TEXTAUSSCHNITT:
+===+

Kritik in der Ampel an Sicherheitspaket: Mit Sicherheit gibt’s Ärger

Die Regierung wollte schnell sein. Daraus wird jedoch nichts. Denn es hagelt Kritik – von Fachleuten und aus den Fraktionen.

Jan Dieren im Hemd und Jackett

Es gibt noch SPD-Politiker, die das Recht auf Asyl achten: Jan Dieren im Bundestag Foto: Hannes P. Albert/dpa

Berlin taz | Eigentlich sollte es ganz schnell gehen. Bestenfalls schon diesen Donnerstag wollte die SPD-Fraktion das nach dem Solingen-Attentat fix geschnürte Sicherheitspaket im Bundestag final verabschieden. Dazu wird es nun nicht kommen, das Vorhaben ist bis mindestens Oktober aufgeschoben. Denn es hagelte am Montag bei einer Ex­per­t*in­nen­an­hö­rung im Parlament Kritik an den Maßnahmen. Und auch in den Ampelfraktionen wird diese immer lauter – auch in der SPD.

„So wie das sogenannte Sicherheitspaket jetzt ist, darf es nicht bleiben“, sagte der SPD-Abgeordnete Jan Dieren der taz. „Viele der diskutierten Maßnahmen sind nicht nur überzogen, sie schaffen auch einen Zusammenhang, wo keiner ist. Statt über islamistischen Terror zu reden, verschärfen wir jetzt irrational die Migrationspolitik“, so Dieren, der auch Vorsitzender der linken SPD-Gruppe DL21 ist. „Das ist fatal für die gesellschaftliche Debatte und es spielt nur einen in die Hände: den ganz Rechten. Wir geraten da in eine sehr gefährliche Spirale.“

Mit dem Sicherheitspaket will die Ampel nach Solingen Härte zeigen, vor allem Kanzler Olaf Scholz macht Druck. Dieren hält einige Punkte, wie die Stärkung der Islamismusprävention oder einzelne Verschärfungen des Waffenrechts, für sinnvoll. An anderen übt er scharfe Kritik: Leistungskürzungen für Dublin-Geflüchtete, grenznahe Inhaftierungen, Ausweisungen nach Syrien oder Afghanistan, anlasslose Kontrollmöglichkeiten für die Polizei oder einen biometrischen Abgleich von Internetdaten, um Geflüchtete zu identifizieren. „Jeder dieser Punkte ist falsch und maßlos“, so Dieren. „Für die Tat eines Einzelnen werden die Rechte einer ganzen Gruppe, der Geflüchteten, pauschal beschnitten. Wenn wir uns darauf einmal einlassen, dann wird bei zukünftigen Taten die Schraube immer weiter gedreht. Dem müssen wir Einhalt gebieten.“

„Enorme Belastung für Kommunen“

Und Dieren ist nicht allein. Auch seine SPD-Mitabgeordnete Annika Klose teilt die Kritik. „Statt nach Solingen die Islamismusprävention beherzt anzugehen, mit einem Demokratiefördergesetz oder Investitionen in Jugendarbeit, setzt das Sicherheitspaket auf das Thema Migration. Noch dazu mit unausgegorenen Maßnahmen, die auch rechtlich fraglich sind“, so Klose zur taz. So könnten die Leistungskürzungen für Dublin-Geflüchtete dazu führen, dass diese nach kurzer Zeit auf der Straße landen, sich in Notunterkünften und Tafeln wiederfinden. „Das kann niemand wollen und das wäre auch eine enorme Belastung der Kommunen. Dieser Punkt darf so nicht kommen.“

Auch die AG Migration in der SPD geht auf die Barrikaden, nennt das Sicherheitspaket in einem aktuellen Papier „rechtlich fragwürdig“. Es stehe „auch im Widerspruch zu den sozialdemokratischen Werten von Gerechtigkeit, Solidarität und Menschenwürde“. „Die Maßnahmen haben mit Solingen kaum noch etwas zu tun, stellen aber eine ganze Bevölkerungsgruppe unter Generalverdacht und dürften einiges Chaos in den Behörden verursachen“, kritisiert der Vorsitzende Aziz Bozkurt, der Staatssekretär in der Berliner Landesregierung ist.

+===+

ZU ERLEDIGENDE AUFGABEN:
[A] Welche Maßnahmen des Sicherheitspakets kritisiert Jan Dieren im Textausschnitt scharf? Zähl sie alle auf.
[B] Stimmen diese Aussagen mit dem Textausschnitt überein? Antworte jeweils mit Ja oder Nein und zitiere die entscheidenden Worte.
(i) Die SPD-Fraktion wollte das Sicherheitspaket ursprünglich erst im Oktober verabschieden.
(ii) Jan Dieren hält die Stärkung der Islamismusprävention für sinnvoll.
(iii) Annika Klose gehört der CDU an.
[C] Fass den Absatz im Textausschnitt, der mit „Auch die AG Migration in der SPD“ beginnt, als kurze Liste zusammen und behalte die wichtigsten Fakten bei.

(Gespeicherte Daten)
+===+

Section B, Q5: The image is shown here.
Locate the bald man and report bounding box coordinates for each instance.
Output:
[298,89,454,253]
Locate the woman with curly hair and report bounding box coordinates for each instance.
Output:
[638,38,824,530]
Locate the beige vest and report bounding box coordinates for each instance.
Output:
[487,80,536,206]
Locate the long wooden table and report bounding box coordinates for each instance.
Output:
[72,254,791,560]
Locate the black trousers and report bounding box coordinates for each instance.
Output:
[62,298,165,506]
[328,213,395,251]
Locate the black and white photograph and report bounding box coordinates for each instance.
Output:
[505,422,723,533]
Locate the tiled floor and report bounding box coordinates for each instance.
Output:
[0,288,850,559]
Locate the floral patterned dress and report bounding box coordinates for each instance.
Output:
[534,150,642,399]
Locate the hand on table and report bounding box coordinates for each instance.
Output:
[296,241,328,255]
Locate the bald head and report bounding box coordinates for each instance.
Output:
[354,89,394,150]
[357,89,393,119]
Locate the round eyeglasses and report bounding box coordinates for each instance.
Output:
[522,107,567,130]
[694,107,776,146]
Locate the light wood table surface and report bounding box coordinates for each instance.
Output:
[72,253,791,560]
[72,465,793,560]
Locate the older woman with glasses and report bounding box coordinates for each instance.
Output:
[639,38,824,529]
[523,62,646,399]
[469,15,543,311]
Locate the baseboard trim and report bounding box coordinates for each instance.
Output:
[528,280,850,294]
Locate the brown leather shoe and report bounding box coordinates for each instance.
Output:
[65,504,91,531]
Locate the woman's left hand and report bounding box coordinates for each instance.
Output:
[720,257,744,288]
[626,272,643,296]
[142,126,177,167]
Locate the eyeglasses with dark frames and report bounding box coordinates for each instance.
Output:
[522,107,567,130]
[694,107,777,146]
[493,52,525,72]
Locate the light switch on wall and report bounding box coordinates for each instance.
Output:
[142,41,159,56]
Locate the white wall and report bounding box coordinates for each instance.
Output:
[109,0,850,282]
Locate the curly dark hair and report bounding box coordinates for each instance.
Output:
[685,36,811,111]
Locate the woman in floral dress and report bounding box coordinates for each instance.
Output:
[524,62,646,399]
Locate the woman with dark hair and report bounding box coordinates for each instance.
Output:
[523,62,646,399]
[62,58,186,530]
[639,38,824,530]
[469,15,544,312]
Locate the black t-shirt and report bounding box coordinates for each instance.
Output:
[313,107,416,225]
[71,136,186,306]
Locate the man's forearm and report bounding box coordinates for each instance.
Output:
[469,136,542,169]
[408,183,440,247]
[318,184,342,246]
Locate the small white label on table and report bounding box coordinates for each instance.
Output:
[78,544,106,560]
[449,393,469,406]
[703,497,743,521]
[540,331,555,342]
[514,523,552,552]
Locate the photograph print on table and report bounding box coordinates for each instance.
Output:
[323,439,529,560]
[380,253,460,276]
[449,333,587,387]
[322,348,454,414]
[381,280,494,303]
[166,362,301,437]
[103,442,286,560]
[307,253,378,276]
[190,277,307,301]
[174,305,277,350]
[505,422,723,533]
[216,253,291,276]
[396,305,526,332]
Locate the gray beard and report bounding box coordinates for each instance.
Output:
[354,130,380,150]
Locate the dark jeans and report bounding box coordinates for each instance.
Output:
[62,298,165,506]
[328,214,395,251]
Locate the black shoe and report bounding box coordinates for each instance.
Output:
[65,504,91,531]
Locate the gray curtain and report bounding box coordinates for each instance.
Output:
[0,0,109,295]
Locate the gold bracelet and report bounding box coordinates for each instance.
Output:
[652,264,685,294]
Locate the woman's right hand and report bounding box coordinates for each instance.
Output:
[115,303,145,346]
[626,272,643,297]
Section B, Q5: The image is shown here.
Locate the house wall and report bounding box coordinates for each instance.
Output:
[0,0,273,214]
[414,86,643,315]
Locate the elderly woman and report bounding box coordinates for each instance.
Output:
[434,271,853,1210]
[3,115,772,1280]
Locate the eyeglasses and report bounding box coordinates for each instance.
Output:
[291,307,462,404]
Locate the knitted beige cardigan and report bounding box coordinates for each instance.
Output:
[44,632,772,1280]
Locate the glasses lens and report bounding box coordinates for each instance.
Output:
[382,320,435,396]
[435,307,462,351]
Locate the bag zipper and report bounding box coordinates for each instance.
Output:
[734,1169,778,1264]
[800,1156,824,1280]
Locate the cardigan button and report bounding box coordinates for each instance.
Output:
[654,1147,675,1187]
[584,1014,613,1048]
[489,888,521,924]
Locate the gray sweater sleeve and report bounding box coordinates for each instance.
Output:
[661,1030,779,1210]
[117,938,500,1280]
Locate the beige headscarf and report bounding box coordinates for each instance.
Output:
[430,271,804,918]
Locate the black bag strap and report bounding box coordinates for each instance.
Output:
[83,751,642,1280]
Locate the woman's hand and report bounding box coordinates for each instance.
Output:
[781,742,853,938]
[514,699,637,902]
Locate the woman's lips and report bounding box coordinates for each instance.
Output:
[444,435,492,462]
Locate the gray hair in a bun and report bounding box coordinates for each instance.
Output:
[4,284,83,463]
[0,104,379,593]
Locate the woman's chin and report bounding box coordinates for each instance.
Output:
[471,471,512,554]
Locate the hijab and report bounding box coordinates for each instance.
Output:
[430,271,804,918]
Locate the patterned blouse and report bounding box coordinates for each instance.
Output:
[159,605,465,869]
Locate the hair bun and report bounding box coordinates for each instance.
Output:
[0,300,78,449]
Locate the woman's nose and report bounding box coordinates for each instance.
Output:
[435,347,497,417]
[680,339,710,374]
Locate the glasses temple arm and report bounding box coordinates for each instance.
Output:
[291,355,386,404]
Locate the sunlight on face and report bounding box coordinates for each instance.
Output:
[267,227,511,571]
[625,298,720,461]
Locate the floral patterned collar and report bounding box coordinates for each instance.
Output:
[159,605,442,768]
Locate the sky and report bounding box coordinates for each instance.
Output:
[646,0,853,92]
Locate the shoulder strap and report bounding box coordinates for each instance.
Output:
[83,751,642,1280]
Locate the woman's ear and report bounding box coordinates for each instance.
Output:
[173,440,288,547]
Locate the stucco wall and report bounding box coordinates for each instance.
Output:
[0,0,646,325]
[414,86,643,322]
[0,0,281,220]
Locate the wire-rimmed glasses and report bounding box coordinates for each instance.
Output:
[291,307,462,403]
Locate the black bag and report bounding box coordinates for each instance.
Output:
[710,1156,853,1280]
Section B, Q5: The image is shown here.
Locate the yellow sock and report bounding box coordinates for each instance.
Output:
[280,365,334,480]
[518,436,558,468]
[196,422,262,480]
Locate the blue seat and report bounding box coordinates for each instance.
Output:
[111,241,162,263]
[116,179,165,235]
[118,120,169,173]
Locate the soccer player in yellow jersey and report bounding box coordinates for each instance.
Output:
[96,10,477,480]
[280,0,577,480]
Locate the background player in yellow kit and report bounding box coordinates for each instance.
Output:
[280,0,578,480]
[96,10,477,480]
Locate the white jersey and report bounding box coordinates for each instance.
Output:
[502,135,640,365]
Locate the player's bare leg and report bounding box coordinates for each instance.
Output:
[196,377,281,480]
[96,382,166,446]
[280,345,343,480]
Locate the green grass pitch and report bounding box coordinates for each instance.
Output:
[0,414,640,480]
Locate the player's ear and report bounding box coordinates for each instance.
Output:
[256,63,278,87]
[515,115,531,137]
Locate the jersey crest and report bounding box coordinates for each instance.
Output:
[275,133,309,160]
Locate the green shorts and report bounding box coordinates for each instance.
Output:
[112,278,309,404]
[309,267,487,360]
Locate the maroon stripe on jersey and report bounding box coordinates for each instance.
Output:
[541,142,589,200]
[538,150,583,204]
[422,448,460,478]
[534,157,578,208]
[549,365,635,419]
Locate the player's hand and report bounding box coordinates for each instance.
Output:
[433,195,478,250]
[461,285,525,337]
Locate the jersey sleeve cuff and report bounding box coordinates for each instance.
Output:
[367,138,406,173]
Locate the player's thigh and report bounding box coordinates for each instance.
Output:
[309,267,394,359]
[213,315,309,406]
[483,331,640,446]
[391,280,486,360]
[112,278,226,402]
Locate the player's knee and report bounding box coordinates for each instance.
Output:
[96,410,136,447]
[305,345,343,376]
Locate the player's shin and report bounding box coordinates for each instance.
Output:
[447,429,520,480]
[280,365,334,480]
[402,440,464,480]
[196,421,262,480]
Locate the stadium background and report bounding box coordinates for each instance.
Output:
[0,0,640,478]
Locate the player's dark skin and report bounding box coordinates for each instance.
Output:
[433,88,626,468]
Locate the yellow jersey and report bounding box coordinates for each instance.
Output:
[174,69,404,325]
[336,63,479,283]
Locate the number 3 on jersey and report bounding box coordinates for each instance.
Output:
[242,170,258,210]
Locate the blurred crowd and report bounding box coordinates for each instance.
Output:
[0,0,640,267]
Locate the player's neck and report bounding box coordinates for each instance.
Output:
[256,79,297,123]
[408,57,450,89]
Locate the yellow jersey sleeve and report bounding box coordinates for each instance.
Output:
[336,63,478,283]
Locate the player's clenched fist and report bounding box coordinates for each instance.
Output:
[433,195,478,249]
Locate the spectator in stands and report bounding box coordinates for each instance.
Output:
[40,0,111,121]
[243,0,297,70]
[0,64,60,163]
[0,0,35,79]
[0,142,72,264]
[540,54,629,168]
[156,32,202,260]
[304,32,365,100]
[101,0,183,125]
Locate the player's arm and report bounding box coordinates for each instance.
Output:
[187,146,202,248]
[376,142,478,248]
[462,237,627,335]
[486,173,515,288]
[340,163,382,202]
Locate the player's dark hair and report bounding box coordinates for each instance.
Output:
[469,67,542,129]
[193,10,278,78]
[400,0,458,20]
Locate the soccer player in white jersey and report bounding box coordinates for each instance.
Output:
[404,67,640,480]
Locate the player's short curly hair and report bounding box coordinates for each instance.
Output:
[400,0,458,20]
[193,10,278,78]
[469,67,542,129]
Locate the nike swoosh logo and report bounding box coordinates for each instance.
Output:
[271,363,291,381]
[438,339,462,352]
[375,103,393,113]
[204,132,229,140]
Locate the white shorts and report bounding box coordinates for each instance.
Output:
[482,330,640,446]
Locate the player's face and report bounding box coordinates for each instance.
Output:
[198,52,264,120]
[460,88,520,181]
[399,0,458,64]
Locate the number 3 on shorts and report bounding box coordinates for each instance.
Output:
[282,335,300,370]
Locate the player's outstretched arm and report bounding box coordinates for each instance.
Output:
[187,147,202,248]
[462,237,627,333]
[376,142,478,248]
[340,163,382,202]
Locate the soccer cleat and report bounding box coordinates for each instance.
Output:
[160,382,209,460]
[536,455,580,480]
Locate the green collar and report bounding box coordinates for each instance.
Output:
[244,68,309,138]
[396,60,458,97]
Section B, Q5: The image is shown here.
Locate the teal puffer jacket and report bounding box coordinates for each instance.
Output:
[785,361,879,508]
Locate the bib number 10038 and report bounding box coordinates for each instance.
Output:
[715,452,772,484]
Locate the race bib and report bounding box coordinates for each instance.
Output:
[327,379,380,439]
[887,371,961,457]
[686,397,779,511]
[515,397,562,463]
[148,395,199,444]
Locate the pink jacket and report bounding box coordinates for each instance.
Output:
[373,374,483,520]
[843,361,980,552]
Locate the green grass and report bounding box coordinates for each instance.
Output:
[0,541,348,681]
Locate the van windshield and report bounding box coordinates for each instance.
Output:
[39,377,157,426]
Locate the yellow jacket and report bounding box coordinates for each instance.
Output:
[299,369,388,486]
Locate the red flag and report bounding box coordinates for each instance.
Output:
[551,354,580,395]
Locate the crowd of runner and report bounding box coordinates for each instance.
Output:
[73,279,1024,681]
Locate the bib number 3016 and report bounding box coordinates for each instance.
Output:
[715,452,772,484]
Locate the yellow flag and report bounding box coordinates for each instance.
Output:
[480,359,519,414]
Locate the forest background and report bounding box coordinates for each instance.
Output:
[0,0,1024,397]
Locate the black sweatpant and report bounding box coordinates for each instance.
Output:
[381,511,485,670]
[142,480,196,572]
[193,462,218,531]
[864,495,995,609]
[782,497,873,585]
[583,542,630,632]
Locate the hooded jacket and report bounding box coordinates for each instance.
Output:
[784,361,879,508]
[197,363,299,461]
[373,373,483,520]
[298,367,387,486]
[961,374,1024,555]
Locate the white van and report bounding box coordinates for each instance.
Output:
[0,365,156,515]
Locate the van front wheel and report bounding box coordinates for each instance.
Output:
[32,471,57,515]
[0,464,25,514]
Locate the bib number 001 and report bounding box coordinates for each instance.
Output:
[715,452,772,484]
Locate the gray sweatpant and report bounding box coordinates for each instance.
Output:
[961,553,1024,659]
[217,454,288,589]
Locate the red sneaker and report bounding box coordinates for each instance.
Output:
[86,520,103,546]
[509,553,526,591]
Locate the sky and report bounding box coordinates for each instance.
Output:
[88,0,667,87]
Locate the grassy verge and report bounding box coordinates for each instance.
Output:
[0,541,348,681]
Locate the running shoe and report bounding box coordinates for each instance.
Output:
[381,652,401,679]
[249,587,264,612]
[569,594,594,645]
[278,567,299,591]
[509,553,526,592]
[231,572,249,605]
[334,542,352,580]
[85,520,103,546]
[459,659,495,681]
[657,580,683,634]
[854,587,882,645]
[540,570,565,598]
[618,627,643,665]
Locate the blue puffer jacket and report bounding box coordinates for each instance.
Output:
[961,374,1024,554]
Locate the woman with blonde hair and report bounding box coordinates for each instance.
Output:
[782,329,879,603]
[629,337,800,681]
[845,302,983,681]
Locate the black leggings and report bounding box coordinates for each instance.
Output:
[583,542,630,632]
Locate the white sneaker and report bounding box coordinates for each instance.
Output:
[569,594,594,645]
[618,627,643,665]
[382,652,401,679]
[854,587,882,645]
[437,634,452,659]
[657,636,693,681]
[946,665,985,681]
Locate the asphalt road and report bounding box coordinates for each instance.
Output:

+===+

LÖSUNGEN:
[A]
- Leistungskürzungen für Dublin-Geflüchtete
- grenznahe Inhaftierungen
- Ausweisungen nach Syrien oder Afghanistan
- anlasslose Kontrollmöglichkeiten für die Polizei
- ein biometrischer Abgleich von Internetdaten, um Geflüchtete zu identifizieren

[B]
(i) Nein: „Bestenfalls schon diesen Donnerstag wollte die SPD-Fraktion das nach dem Solingen-Attentat fix geschnürte Sicherheitspaket im Bundestag final verabschieden.“
(ii) Ja: „Dieren hält einige Punkte, wie die Stärkung der Islamismusprävention oder einzelne Verschärfungen des Waffenrechts, für sinnvoll.“
(iii) Nein: „Auch seine SPD-Mitabgeordnete Annika Klose teilt die Kritik.“

[C]
- Die AG Migration in der SPD nennt das Sicherheitspaket in einem aktuellen Papier „rechtlich fragwürdig“.
- Laut dem Papier widerspricht es den sozialdemokratischen Werten von Gerechtigkeit, Solidarität und Menschenwürde.
- Der Vorsitzende Aziz Bozkurt ist Staatssekretär in der Berliner Landesregierung. Er sagt, die Maßnahmen hätten mit Solingen kaum noch etwas zu tun.
- Nach Bozkurt stellen sie eine ganze Bevölkerungsgruppe unter Generalverdacht und dürften Chaos in den Behörden verursachen.